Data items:
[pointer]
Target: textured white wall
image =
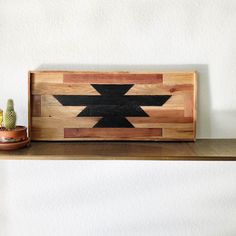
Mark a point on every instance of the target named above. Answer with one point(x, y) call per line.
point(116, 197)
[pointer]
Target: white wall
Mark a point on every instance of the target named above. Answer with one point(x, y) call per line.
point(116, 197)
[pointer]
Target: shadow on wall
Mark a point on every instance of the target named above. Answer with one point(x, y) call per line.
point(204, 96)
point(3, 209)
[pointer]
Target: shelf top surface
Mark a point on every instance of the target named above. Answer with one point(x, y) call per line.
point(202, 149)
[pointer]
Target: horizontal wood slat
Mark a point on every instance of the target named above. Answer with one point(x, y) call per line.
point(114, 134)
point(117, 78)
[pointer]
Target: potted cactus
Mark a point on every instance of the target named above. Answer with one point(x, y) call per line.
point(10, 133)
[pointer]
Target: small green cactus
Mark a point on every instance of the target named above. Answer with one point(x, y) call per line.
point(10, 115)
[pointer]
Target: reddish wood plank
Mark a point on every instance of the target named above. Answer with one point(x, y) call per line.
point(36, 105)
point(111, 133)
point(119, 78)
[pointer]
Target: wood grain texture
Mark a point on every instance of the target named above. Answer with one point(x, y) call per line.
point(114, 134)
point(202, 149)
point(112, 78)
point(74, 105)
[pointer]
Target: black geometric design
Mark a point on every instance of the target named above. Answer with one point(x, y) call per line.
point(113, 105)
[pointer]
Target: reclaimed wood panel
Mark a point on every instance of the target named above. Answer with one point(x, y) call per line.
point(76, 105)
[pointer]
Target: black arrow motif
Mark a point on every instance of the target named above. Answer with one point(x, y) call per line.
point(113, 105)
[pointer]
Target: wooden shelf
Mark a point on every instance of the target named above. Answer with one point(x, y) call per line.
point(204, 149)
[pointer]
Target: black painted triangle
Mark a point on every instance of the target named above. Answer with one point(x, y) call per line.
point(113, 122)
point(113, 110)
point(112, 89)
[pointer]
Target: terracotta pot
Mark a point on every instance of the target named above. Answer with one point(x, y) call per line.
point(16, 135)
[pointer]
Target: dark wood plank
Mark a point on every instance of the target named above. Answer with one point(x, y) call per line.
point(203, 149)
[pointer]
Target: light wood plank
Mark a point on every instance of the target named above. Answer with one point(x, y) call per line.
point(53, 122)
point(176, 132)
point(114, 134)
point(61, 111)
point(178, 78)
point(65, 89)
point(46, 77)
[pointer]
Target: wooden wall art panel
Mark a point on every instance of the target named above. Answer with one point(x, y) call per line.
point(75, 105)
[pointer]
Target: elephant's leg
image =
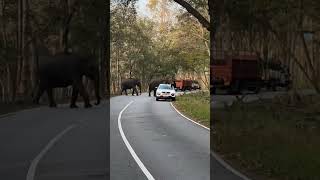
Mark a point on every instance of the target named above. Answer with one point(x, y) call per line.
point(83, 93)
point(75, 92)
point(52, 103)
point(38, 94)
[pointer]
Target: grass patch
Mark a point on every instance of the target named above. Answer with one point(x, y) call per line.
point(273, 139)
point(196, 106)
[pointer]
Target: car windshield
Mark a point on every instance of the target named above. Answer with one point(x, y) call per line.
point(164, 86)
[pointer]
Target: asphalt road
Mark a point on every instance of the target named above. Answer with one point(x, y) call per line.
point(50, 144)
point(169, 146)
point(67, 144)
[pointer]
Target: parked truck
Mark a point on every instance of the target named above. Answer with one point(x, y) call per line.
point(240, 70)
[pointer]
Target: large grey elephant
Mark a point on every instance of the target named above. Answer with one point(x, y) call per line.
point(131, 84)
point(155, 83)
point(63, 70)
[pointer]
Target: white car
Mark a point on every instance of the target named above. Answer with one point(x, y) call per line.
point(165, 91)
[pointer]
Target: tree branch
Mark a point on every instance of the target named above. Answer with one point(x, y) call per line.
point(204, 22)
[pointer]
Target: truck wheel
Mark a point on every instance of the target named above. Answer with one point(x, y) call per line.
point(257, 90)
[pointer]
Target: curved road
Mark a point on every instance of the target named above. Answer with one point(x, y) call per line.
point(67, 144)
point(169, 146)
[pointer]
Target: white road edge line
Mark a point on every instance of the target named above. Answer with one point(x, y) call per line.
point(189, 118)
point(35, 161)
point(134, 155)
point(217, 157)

Description of the task ▸
How many lines in the records hold the string "cactus"? The number alone is the answer.

Answer box ▸
2